:: 読む文章 ::

【対談:1on1マネジメント】フィードバック:マネジャーの成長支援

更新日: 2023-09-22

アジャイルHR代表の松丘啓司と講師の夛田素子による対談形式のコラムをお届けします。

 

モチベーションと上司の役割

 

夛田: メンバーのモチベーションについて、マネジャーの皆さんはどのように捉えていらっしゃいますでしょうか?

モチベーションは自分であげるものだと考えている方もいらっしゃれば、マネジャーが支えてあげるものだと考えていらっしゃる方もいるかもしれません。

 

松丘さん、一般的には前者の、マネジャーではなく自分でモチベーションをあげるものだと思っている方に関して、どのように思いますか?

 

松丘:古いタイプの管理者に多いですよね。

 

夛田:昔はそういう考え方だったということでしょうか?

 

松丘:モチベーションなんて自分で上げるものだ、という考えを持った方は、昔は結構いたかと思います。実際問題として、モチベーションは自分でもコントロールしないといけない部分もありますが、周囲にすごく影響を受けるものです。

:::
:: 保存済みの一覧 ::

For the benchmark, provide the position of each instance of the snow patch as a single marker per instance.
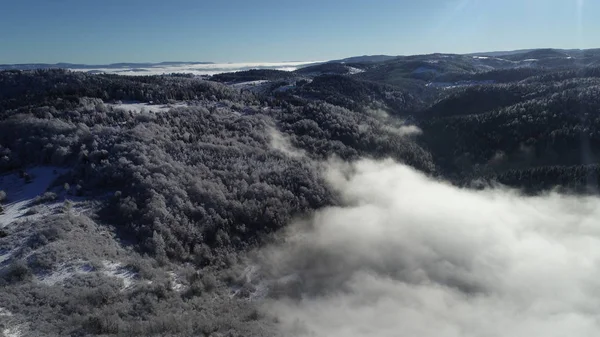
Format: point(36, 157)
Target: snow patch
point(248, 84)
point(198, 69)
point(64, 272)
point(353, 71)
point(116, 269)
point(146, 107)
point(14, 331)
point(20, 194)
point(176, 284)
point(422, 70)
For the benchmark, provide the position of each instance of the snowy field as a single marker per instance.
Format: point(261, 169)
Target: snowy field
point(198, 69)
point(21, 195)
point(146, 107)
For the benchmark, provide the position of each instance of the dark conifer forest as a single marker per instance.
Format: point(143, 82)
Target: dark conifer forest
point(149, 219)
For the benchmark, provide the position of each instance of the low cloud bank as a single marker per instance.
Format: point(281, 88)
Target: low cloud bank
point(410, 256)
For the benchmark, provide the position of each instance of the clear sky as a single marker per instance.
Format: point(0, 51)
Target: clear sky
point(107, 31)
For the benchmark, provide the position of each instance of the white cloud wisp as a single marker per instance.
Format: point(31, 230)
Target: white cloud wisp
point(411, 256)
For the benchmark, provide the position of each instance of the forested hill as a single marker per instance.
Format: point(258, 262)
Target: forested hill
point(178, 175)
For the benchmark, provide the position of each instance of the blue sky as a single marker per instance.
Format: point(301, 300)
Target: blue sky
point(107, 31)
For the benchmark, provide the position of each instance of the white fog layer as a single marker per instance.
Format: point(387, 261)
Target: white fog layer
point(411, 256)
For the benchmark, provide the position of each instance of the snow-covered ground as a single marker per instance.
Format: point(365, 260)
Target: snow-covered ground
point(352, 70)
point(9, 328)
point(200, 69)
point(146, 107)
point(421, 70)
point(21, 194)
point(117, 270)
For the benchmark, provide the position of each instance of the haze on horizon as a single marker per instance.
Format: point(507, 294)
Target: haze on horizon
point(37, 31)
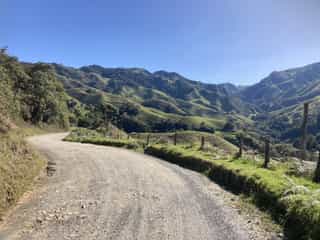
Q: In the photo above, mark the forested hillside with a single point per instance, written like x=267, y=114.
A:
x=160, y=101
x=30, y=92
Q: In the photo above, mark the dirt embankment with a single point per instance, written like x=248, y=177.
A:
x=108, y=193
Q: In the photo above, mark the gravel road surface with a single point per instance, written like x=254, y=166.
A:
x=97, y=192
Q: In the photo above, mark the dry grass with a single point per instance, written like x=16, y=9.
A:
x=19, y=165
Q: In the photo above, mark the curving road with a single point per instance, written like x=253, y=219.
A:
x=104, y=193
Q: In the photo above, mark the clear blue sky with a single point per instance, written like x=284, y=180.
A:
x=238, y=41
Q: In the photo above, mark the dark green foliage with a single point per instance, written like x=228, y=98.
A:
x=31, y=92
x=299, y=212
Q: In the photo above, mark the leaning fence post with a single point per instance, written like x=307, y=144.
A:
x=317, y=172
x=304, y=130
x=240, y=146
x=148, y=139
x=266, y=153
x=202, y=143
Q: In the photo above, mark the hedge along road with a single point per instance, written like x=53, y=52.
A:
x=99, y=192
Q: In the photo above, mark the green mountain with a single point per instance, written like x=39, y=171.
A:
x=285, y=88
x=158, y=101
x=279, y=99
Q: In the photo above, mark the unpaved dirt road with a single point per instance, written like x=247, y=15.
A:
x=104, y=193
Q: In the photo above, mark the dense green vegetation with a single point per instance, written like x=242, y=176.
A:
x=94, y=137
x=30, y=96
x=157, y=102
x=31, y=92
x=294, y=201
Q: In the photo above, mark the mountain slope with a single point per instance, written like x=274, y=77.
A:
x=158, y=101
x=285, y=88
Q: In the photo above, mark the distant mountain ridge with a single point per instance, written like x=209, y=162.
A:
x=285, y=88
x=144, y=86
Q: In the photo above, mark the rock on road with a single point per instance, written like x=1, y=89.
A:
x=99, y=192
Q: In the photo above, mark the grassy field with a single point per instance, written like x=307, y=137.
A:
x=293, y=201
x=19, y=165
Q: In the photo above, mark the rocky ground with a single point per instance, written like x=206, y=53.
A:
x=95, y=192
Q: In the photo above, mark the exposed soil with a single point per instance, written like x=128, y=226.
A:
x=96, y=192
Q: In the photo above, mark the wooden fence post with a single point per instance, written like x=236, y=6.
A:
x=240, y=145
x=317, y=172
x=202, y=143
x=266, y=153
x=304, y=130
x=148, y=139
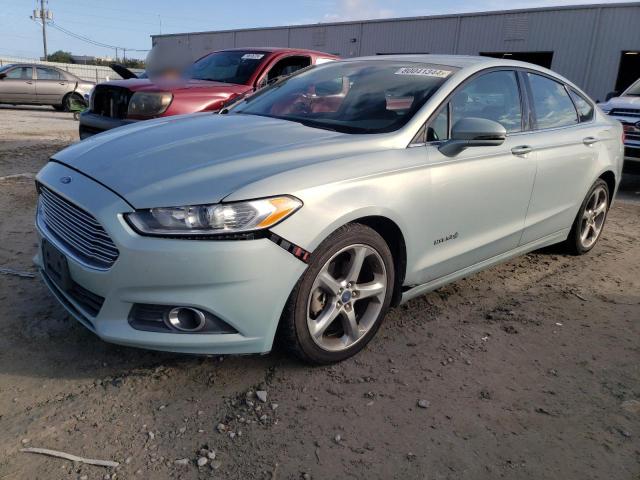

:::

◆ 課題のねらい: モチベーションについての対談を、最後の発言のあとから続けて書いてください。 この一覧は、モチベーションについての対談とは関係がありません。

◆ 解答:
 

モチベーションが下がる時の多くは外的要因だと言われています。組織が変わったとか、あるいは今までやったことのない知らない仕事をやらなければいけないとか、お客様からクレームがきた、このような外的要因に左右されてしまいますが、それはある程度仕方ない部分があります。

 

外的要因の中で一番大きな要素というのは、だいたい会社の中では上司です。上司次第の部分が多いと思います。

いろんな研究結果でも明らかになっていますが、人のモチベーションはやはり上司をはじめとする周囲からの動機付けに非常に依存しています。

 

ですから、その周囲がどういう支援をするかということによって、モチベーションが高まる。それが成果にもつながる。というような因果関係もあるので、自分で上げるものだと言うマネジャーは、マネジャーとしての役割を果たしていないのに近いかなと思います。

 

夛田:マネジャー自身のモチベーションはどうでしょうか。これももちろんマネジャー自身が自分自身で上げると考えることもあるでしょうが、メンバーにも支えてもらうと考えてもよいということでしょうか?

 

松丘:支えてくれるメンバーがいればよいのですが、支えてほしいと言ってもなかなか難しそうですよね。やはり組織の上になればなるほど、当然そのマネジャーも、その上司と1on1はすると思いますが、だんだん自分で自分の内的な動機を自分でコントロールするということが、より求められてきます。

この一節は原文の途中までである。